Il y a là un terreau fertile pour projeter ses fantasmes. Des indépendantistes ont voté pour Dumont dans l’espoir qu’une nouvelle ronde constitutionnelle conduirait à un « nouveau lac Meech » comme ils le disaient ouvertement. Les fédéralistes votaient parce qu’ils en avaient marre des « vieilles chicanes ». D’autres votaient pour lui pour sauver la classe moyenne. D’autres votaient contre les accommodements raisonnables, contre les invasions barbares.
Au début des années soixante-dix, les conversations politiques servaient souvent d’exutoires pour les tempéraments fougueux, les petites fiertés de chacun. Progressivement le « citoyen », comme on se plaît à l’appeler, a sauté plusieurs haies au galop. Quand il parle à présent, le citoyen se dit non pas face à un parti mais face à lui-même. Pas surprenant qu’on parle d’approche citoyenne dès qu’on veut toucher l’essentiel. La cause nationale n’a plus à être autorisée par un seul parti, allègue-t-on, comme si on s’était tous fait imposer trop longtemps un seul modèle de pantalon.

Informations affichées:
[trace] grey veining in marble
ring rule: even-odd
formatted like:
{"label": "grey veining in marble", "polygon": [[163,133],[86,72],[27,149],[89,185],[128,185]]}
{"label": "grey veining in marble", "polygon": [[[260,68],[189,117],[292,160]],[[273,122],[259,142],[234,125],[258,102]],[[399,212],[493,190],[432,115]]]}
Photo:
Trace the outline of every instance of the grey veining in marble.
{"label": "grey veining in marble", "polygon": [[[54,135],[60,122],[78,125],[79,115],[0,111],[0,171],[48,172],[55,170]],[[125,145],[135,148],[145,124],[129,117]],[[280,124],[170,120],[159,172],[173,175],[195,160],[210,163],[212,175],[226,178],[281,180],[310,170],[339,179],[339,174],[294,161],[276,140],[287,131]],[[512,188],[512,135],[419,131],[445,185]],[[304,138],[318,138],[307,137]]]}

Défis:
A: Résumez sous forme de liste, s'il vous plaît, le paragraphe de l'extrait sur la politique québécoise qui commence par « Il y a là un terreau fertile », en conservant ses faits principaux.
B: Prolongez l'extrait sur la politique québécoise à partir de sa dernière phrase.
Le matériel ne joue aucun rôle ici.

Tâches résolues:
A:
- La situation offre un terrain propice aux fantasmes de chacun.
- Des indépendantistes ont voté pour Dumont en espérant qu'une nouvelle ronde constitutionnelle mène à un « nouveau lac Meech ».
- Des fédéralistes l'ont appuyé parce qu'ils étaient las des « vieilles chicanes ».
- D'autres électeurs voulaient sauver la classe moyenne.
- D'autres encore votaient contre les accommodements raisonnables.

B:
Ce fut le contexte qui produisit la force de l’Action Démocratique; non pas une quelconque volonté de défendre l’identité, sinon l’identité de quelques réflecteurs argentés pour que le public, soucieux de refaire à la carte ses partis politiques, puisse bien lui prêter en imagination ce qu’il veut. On aimerait bien dire que le peuple souhaite regarder de tous ses yeux. Il cherche plutôt la forme valise qui sera le creuset de ses fantasmes.
On aimerait bien penser que le peuple fuit l’informe et le mensonge. Le peuple, comme les élites du reste, double des modes et suit des initiatives dont le fil brisé lui échappe. Le peuple est constitué de consommateurs qui achètent tous les signes d’une insoumission, d’un individualisme et d’une incrédulité croissante.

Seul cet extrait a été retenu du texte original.